▶ _EXERCISE REQUIREMENTS_:
The records below are to be reproduced exactly, with the pictures left out.

┌─ DATA SHOWN

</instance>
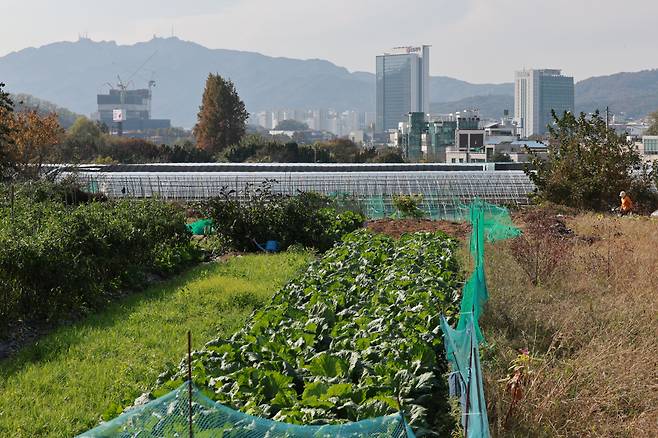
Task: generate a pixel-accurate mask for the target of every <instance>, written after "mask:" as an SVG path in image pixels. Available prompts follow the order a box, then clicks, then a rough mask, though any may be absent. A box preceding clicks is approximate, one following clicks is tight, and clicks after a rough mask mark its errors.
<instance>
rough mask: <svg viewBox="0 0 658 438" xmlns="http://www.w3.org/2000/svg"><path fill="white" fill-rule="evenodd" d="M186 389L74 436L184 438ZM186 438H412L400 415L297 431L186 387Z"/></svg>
mask: <svg viewBox="0 0 658 438" xmlns="http://www.w3.org/2000/svg"><path fill="white" fill-rule="evenodd" d="M189 401H190V397H189V383H185V384H183V385H181V386H180V387H179V388H178V389H176V390H174V391H172V392H170V393H169V394H167V395H165V396H163V397H160V398H158V399H156V400H153V401H151V402H149V403H147V404H145V405H143V406H141V407H138V408H135V409H133V410H131V411H128V412H126V413H124V414H123V415H120V416H119V417H117V418H115V419H114V420H112V421H110V422H107V423H104V424H102V425H100V426H98V427H96V428H95V429H92V430H90V431H88V432H85V433H83V434H82V435H79V437H85V438H110V437H112V438H114V437H118V438H137V437H139V438H156V437H158V438H160V437H181V438H182V437H189V436H190V433H189V432H190V431H189V425H190V421H189V420H190V407H189V406H190V403H189ZM191 412H192V435H193V436H194V437H196V438H210V437H212V438H215V437H223V438H228V437H240V438H265V437H268V438H329V437H342V438H359V437H382V438H384V437H392V438H405V437H414V434H413V432H412V431H411V428H410V427H409V425H408V424H407V423H406V421H405V420H404V417H403V415H402V414H394V415H387V416H384V417H378V418H373V419H369V420H363V421H359V422H355V423H346V424H335V425H323V426H299V425H293V424H287V423H281V422H277V421H273V420H267V419H264V418H259V417H254V416H251V415H247V414H244V413H242V412H239V411H235V410H233V409H229V408H227V407H226V406H223V405H221V404H219V403H216V402H214V401H212V400H211V399H209V398H208V397H206V396H205V395H203V394H202V393H201V391H199V390H198V389H197V388H196V387H195V386H192V411H191Z"/></svg>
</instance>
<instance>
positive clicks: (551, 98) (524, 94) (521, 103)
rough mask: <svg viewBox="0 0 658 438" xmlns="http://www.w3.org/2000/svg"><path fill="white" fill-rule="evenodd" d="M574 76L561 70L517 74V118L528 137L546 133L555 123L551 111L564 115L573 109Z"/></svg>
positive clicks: (523, 130)
mask: <svg viewBox="0 0 658 438" xmlns="http://www.w3.org/2000/svg"><path fill="white" fill-rule="evenodd" d="M574 107H575V104H574V84H573V77H570V76H564V75H562V72H561V70H555V69H543V70H533V69H530V70H521V71H517V72H516V74H515V77H514V120H515V121H516V123H517V125H518V127H519V133H520V134H521V136H522V137H524V138H527V137H530V136H531V135H543V134H545V133H546V131H547V127H548V125H549V124H550V123H552V121H553V119H552V116H551V112H552V111H555V113H556V114H557V115H558V116H562V114H564V112H565V111H571V112H573V111H574Z"/></svg>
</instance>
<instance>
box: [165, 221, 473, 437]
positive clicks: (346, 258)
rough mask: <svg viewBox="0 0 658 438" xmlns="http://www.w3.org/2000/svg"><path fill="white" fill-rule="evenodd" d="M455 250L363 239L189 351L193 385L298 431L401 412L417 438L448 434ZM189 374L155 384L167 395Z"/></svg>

└─

▶ _SOLUTION FOR THIS TASK_:
</instance>
Task: generate a pixel-accurate mask for the target of every <instance>, written after "mask:" as an SVG path in image pixels. Available prompts follow the order a box, then clicks, then a rough mask, though any may be absent. A box preceding clicks is approximate, one following clicks is tight, and clicks after a rough mask mark its errors.
<instance>
rough mask: <svg viewBox="0 0 658 438" xmlns="http://www.w3.org/2000/svg"><path fill="white" fill-rule="evenodd" d="M186 389L74 436L184 438ZM186 438H412L400 415L297 431L186 387Z"/></svg>
mask: <svg viewBox="0 0 658 438" xmlns="http://www.w3.org/2000/svg"><path fill="white" fill-rule="evenodd" d="M189 401H190V397H189V383H185V384H183V385H181V386H180V387H179V388H178V389H176V390H174V391H172V392H170V393H169V394H167V395H165V396H163V397H160V398H158V399H156V400H153V401H151V402H149V403H147V404H145V405H143V406H141V407H138V408H135V409H133V410H131V411H128V412H126V413H124V414H123V415H120V416H119V417H117V418H115V419H114V420H112V421H110V422H107V423H104V424H102V425H100V426H98V427H96V428H95V429H92V430H90V431H88V432H85V433H83V434H82V435H79V437H85V438H110V437H112V438H114V437H118V438H137V437H139V438H156V437H158V438H160V437H181V438H182V437H189V436H190V433H189V432H190V431H189V425H190V421H189V420H190V407H189V406H190V403H189ZM191 412H192V435H193V436H194V437H196V438H210V437H212V438H215V437H223V438H228V437H240V438H265V437H268V438H329V437H342V438H359V437H382V438H384V437H392V438H405V437H414V434H413V432H412V431H411V428H410V427H409V425H408V424H407V423H406V421H405V420H404V417H403V415H402V414H394V415H387V416H384V417H378V418H373V419H369V420H363V421H359V422H355V423H346V424H335V425H323V426H299V425H293V424H287V423H281V422H277V421H273V420H267V419H264V418H259V417H254V416H251V415H247V414H244V413H242V412H239V411H235V410H233V409H229V408H227V407H226V406H223V405H221V404H219V403H216V402H214V401H212V400H211V399H209V398H208V397H206V396H205V395H203V394H202V393H201V391H199V390H198V389H197V388H196V387H195V386H192V411H191Z"/></svg>
</instance>
<instance>
positive clicks: (551, 98) (524, 94) (521, 103)
rough mask: <svg viewBox="0 0 658 438" xmlns="http://www.w3.org/2000/svg"><path fill="white" fill-rule="evenodd" d="M574 76L561 70L517 74V118L528 137L546 133L555 123L551 111L564 115L573 109Z"/></svg>
positive clicks: (523, 130)
mask: <svg viewBox="0 0 658 438" xmlns="http://www.w3.org/2000/svg"><path fill="white" fill-rule="evenodd" d="M574 107H575V104H574V84H573V77H570V76H564V75H562V72H561V70H555V69H543V70H533V69H530V70H521V71H517V72H516V74H515V77H514V120H515V121H516V123H517V125H518V127H519V133H520V134H521V136H522V137H524V138H527V137H530V136H531V135H543V134H545V133H546V131H547V127H548V125H549V124H550V123H552V121H553V119H552V116H551V112H552V111H555V113H556V114H557V115H558V116H562V114H564V112H565V111H571V112H573V111H574Z"/></svg>
</instance>
<instance>
box: [165, 221, 473, 437]
positive clicks: (346, 258)
rough mask: <svg viewBox="0 0 658 438" xmlns="http://www.w3.org/2000/svg"><path fill="white" fill-rule="evenodd" d="M455 250L363 239L189 351L193 385L298 431L401 412L417 438L448 434ZM189 374L155 384L167 395Z"/></svg>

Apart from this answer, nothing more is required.